- What you will do
Copy out all of the data below, changing "gets its own point" to "receives a separate point" wherever it occurs and keeping everything else identical. Leave the pictures out of your answer.

- Records for this exercise

______________________________

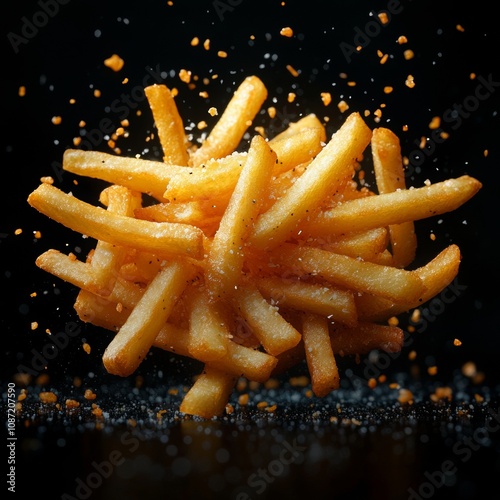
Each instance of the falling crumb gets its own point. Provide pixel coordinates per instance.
(47, 397)
(343, 106)
(292, 70)
(405, 396)
(185, 75)
(384, 19)
(435, 123)
(115, 62)
(410, 81)
(408, 54)
(326, 97)
(89, 394)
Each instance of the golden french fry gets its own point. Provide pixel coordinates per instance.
(330, 169)
(169, 124)
(436, 275)
(145, 176)
(390, 177)
(162, 238)
(392, 208)
(226, 255)
(228, 132)
(342, 270)
(273, 331)
(310, 297)
(134, 339)
(209, 394)
(319, 355)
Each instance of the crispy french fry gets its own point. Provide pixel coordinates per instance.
(330, 169)
(436, 275)
(227, 133)
(392, 208)
(145, 176)
(209, 394)
(319, 355)
(169, 124)
(134, 339)
(162, 238)
(226, 256)
(315, 298)
(390, 177)
(273, 331)
(345, 271)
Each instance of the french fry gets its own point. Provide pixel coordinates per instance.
(227, 133)
(146, 176)
(273, 331)
(390, 177)
(162, 238)
(134, 339)
(169, 124)
(342, 270)
(319, 355)
(331, 167)
(314, 298)
(226, 255)
(209, 394)
(392, 208)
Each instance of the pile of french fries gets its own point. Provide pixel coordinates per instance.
(250, 261)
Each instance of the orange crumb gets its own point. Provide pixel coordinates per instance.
(48, 397)
(410, 81)
(408, 54)
(343, 106)
(89, 394)
(115, 62)
(292, 70)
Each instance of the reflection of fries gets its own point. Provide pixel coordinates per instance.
(250, 262)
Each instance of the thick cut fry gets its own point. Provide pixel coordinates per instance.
(273, 331)
(145, 176)
(436, 275)
(353, 274)
(209, 335)
(319, 355)
(392, 208)
(225, 259)
(329, 171)
(227, 133)
(311, 297)
(169, 124)
(134, 339)
(389, 175)
(208, 396)
(162, 238)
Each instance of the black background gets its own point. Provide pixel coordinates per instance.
(57, 52)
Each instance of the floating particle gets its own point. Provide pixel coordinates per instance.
(115, 62)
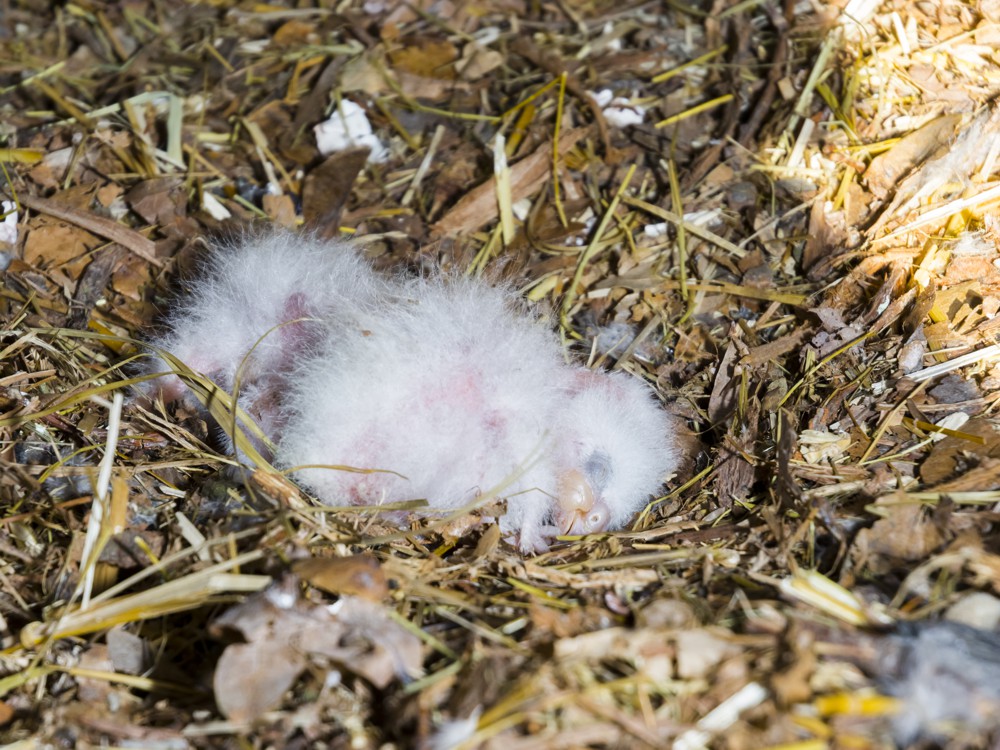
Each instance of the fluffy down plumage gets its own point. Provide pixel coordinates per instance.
(445, 387)
(255, 312)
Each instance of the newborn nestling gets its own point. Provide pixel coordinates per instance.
(255, 312)
(445, 388)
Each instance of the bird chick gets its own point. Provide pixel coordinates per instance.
(454, 391)
(615, 446)
(441, 394)
(378, 390)
(254, 313)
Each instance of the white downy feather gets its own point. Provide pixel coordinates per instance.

______________________________

- Result for this task
Each instance of the falling crumb receives a separate point. Provide pixel coordinates per instance.
(47, 397)
(343, 106)
(292, 70)
(405, 396)
(185, 75)
(384, 19)
(435, 123)
(115, 62)
(410, 81)
(408, 54)
(326, 97)
(89, 394)
Each instance of the golden french fry receives a separate point. Provide pixel coordinates per instance.
(330, 169)
(169, 124)
(436, 275)
(145, 176)
(390, 177)
(162, 238)
(392, 208)
(226, 255)
(228, 132)
(342, 270)
(273, 331)
(310, 297)
(134, 339)
(209, 394)
(319, 355)
Each instance of the crispy french fry receives a separate point. Provide pixel coordinates per instance.
(330, 169)
(436, 275)
(227, 133)
(392, 208)
(145, 176)
(209, 394)
(319, 355)
(169, 124)
(134, 339)
(162, 238)
(226, 256)
(315, 298)
(390, 177)
(273, 331)
(345, 271)
Each instance of the french fry receives a separate point. Provide pixel coordinates per instance.
(227, 133)
(146, 176)
(273, 331)
(390, 177)
(162, 238)
(134, 339)
(169, 124)
(342, 270)
(319, 355)
(331, 167)
(314, 298)
(226, 255)
(209, 394)
(392, 208)
Each instance of the pile of french fries receives a separate point. Provide pixel coordinates per instance.
(250, 261)
Each instance of the orange crumb receives a separate point. Provide pixel coordinates per instance.
(48, 397)
(410, 81)
(408, 54)
(343, 106)
(89, 394)
(115, 62)
(292, 70)
Each instance of the reflection of fries receives a separate point. Provide pixel coordinates per instance.
(250, 262)
Each instance of the thick cut fry receives a separate point. Provide pixel coordinates per instance.
(273, 331)
(145, 176)
(436, 275)
(353, 274)
(209, 335)
(319, 355)
(392, 208)
(225, 259)
(329, 171)
(227, 133)
(311, 297)
(169, 124)
(134, 339)
(389, 175)
(208, 396)
(162, 238)
Each instance of the black background receives a separate point. Provide pixel coordinates per instance.
(57, 52)
Each instance of the floating particle receives a separate point. Provide pixel coordinates per instance.
(115, 62)
Each instance of the fluffy down plumage receives a separate point. Provide pixel coordinates per instance.
(445, 387)
(255, 312)
Each instance of the newborn nestling receives a separate point. Provide pixel coordinates per instance.
(255, 312)
(445, 388)
Each instance of the bird chick receives a separate point. Provide pixel coordinates per instance.
(454, 391)
(615, 446)
(441, 394)
(378, 390)
(254, 313)
Each instance of the white downy feather receives a separate point. Provide pixel coordinates per instance.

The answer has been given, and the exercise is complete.